** start of Extracted information **
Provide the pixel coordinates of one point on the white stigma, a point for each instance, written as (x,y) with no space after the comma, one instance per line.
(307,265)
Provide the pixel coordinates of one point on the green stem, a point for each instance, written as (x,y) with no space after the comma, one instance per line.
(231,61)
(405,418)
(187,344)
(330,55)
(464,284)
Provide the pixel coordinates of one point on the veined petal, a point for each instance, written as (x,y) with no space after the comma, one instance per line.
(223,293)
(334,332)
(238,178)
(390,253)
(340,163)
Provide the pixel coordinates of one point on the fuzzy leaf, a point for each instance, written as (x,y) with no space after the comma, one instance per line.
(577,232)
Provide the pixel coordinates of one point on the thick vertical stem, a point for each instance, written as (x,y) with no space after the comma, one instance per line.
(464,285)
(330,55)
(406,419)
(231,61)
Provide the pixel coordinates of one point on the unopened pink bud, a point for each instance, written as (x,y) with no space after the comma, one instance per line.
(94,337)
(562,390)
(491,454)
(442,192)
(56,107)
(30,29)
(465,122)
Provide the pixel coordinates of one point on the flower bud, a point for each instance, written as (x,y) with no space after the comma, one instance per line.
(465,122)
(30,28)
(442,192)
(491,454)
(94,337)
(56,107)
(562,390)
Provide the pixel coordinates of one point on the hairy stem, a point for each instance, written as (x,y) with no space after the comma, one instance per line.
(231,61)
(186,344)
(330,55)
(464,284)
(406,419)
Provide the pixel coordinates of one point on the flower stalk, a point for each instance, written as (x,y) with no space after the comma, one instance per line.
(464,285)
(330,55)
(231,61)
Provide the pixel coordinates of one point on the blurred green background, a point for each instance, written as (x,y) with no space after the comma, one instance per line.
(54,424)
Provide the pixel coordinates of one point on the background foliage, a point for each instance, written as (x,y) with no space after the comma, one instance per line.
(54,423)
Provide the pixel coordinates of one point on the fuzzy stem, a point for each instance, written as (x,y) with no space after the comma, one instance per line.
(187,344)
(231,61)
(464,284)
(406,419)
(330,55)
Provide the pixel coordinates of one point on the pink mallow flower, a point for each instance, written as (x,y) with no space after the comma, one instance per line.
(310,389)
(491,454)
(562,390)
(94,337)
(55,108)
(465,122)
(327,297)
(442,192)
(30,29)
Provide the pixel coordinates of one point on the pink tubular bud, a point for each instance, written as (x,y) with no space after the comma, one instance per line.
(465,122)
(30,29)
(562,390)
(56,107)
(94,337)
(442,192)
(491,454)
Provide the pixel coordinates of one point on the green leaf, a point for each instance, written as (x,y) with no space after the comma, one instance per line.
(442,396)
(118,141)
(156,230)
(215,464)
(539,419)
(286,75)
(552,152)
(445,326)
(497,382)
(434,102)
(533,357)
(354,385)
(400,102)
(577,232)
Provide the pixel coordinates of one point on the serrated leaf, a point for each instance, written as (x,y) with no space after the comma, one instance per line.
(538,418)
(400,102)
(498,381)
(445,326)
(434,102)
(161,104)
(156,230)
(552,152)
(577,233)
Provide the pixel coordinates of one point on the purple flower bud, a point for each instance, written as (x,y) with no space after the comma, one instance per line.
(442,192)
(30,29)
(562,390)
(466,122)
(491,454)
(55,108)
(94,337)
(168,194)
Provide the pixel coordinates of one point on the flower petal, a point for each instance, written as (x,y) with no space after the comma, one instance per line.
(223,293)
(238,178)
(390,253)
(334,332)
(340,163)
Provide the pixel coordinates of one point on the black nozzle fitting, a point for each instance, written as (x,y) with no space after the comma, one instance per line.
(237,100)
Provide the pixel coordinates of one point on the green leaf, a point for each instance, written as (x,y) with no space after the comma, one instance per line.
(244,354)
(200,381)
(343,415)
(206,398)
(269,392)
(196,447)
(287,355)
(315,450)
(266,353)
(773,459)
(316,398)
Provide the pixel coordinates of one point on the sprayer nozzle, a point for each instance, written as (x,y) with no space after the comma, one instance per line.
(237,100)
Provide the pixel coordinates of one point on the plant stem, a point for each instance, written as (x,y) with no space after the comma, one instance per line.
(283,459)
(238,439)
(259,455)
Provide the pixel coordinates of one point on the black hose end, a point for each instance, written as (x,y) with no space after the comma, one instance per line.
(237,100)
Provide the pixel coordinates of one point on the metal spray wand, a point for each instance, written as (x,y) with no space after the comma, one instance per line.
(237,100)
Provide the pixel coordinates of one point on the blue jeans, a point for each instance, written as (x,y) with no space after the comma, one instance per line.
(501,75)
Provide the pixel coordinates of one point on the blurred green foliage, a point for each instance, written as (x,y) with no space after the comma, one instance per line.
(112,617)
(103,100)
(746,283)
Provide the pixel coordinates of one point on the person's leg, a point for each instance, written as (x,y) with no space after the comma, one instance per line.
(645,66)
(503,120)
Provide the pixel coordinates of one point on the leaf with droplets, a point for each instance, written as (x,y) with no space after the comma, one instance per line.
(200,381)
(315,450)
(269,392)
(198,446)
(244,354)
** end of Extracted information **
Short task: Rewrite all of the entries above, putting "image coordinates" in place of "pixel coordinates" everywhere it occurs and leaving every other word unchanged.

Task result:
Provide the image coordinates of one point on the white stigma, a point for each instance, written as (x,y) with no space after the comma, one instance per line.
(307,265)
Provide the image coordinates of one point on the green stem, a point for each instance, written as (x,y) with no space after the comma, one instance per line.
(231,61)
(405,418)
(187,344)
(330,55)
(464,284)
Provide the image coordinates of one point on the veined petal, a point for each instance, written as (x,y) with no space after the comma, one instance per line.
(223,293)
(334,332)
(238,178)
(390,253)
(340,163)
Provide the image coordinates of one point on the fuzzy leaf, a point for each instance, written as (x,y) with no space after the comma, one instance per line.
(577,232)
Provide the image coordinates of one point on the thick vertical stem, a point for each instance, written as (x,y) with no space after the comma, one instance per line.
(464,285)
(330,55)
(406,419)
(231,61)
Provide the image coordinates of one point on the unopened pink bud, a point for each instance, written as (x,y) with no space after the comma, one instance per line.
(94,337)
(562,390)
(491,454)
(442,192)
(56,107)
(30,29)
(465,122)
Provide the image coordinates of one point on the flower bud, a point for each instance, written as (x,y) with no space after the comma, one instance per line.
(465,122)
(30,28)
(442,192)
(491,454)
(94,337)
(56,107)
(562,390)
Provide the image coordinates of one point on the hairy stem, a point for each instance, written as (x,y) with no space after the comma, one instance per line.
(231,61)
(186,344)
(330,55)
(464,284)
(406,419)
Provide the image coordinates of one point on the flower stalk, a point for each instance, written as (x,y) with no space after the comma, one instance per line.
(464,285)
(330,55)
(231,61)
Provide the image coordinates of one point on the blurred green background, a point for each instance, written as (x,y) with no space after the comma, one instance per line.
(54,424)
Provide the image coordinates of one point on the background foliage, a point for each instance, written as (x,y) with no space after the comma, one instance per line.
(54,423)
Provide the image coordinates of one point on the fuzzy stem, a point for each instance, written as (x,y) with no space after the comma, one instance per line.
(187,344)
(231,61)
(464,284)
(406,419)
(330,55)
Provide the image coordinates of one point on the pink mallow flower, a point for each instance, written as (x,y) with no space after the comma, one instance per line.
(310,389)
(491,454)
(562,390)
(94,337)
(55,108)
(465,122)
(327,297)
(442,192)
(30,29)
Provide the image coordinates of one point on the pink tubular bud, a point for each instance, written as (x,y) with no space after the comma, one instance per line.
(465,122)
(30,29)
(562,390)
(56,107)
(94,337)
(442,192)
(491,454)
Provide the image coordinates of one point on the green leaf, a point for each instance, written as (x,y) with no space after the comma, one instance per line.
(442,396)
(118,141)
(156,230)
(215,464)
(539,419)
(286,75)
(552,152)
(445,326)
(497,382)
(434,102)
(533,357)
(354,385)
(400,102)
(577,232)
Provide the image coordinates of one point on the serrated leaf, a point for each instance, written as (x,y) with no space after the comma, one instance per line.
(538,418)
(400,102)
(498,381)
(445,326)
(434,102)
(161,104)
(156,230)
(552,152)
(577,233)
Provide the image coordinates of one point on the purple flower bud, a point for each instance, written as (x,y) with no space after the comma, one instance per line.
(442,192)
(30,29)
(562,390)
(466,122)
(491,454)
(55,108)
(94,337)
(168,194)
Provide the image coordinates of one point on the flower petal, a point for each instance, written as (x,y) with no space after the comma, one instance per line.
(223,293)
(238,178)
(390,253)
(334,332)
(340,163)
Provide the image coordinates of one point on the black nozzle fitting, a point for each instance, written as (x,y) with no space after the comma, one instance per line.
(237,100)
Provide the image coordinates of one point on the green leaf, a point for each instance, written as (x,y) with no space after the comma, one instance per line.
(244,354)
(200,381)
(343,415)
(206,398)
(269,392)
(196,447)
(287,355)
(315,450)
(266,353)
(773,459)
(316,398)
Provide the image coordinates of one point on the sprayer nozzle, a point for each instance, written as (x,y) with no space after the comma, one instance per line.
(237,100)
Provide the image coordinates of one point on the plant stem, a point for each instance, written as (x,y) with no space after the comma, one instance per line.
(283,459)
(238,439)
(259,455)
Provide the image coordinates of one point on the black hose end, a point for each instance, written as (x,y) with no space after the comma, one instance per line.
(237,100)
Provide the image coordinates of one point on the metal spray wand, a point for each instance, written as (x,y) with no space after the comma, one instance per line.
(237,100)
Provide the image coordinates of one point on the blue jeans, a point for each instance, written as (x,y) with no space after the comma, one instance per line.
(501,75)
Provide the image coordinates of one point on the blurred green foliage, a point for each instance, written as (x,y) with no space after the comma, one instance per line.
(112,617)
(103,100)
(746,283)
Provide the image coordinates of one point on the person's leg, a point for each instance, written as (x,y) with no space after the comma, one instance per line.
(645,66)
(503,120)
Provide the image coordinates of one point on the leaf with droplets, a point for each instance, written as (x,y) with no space after the comma, one instance per line.
(200,381)
(315,450)
(269,392)
(198,446)
(244,354)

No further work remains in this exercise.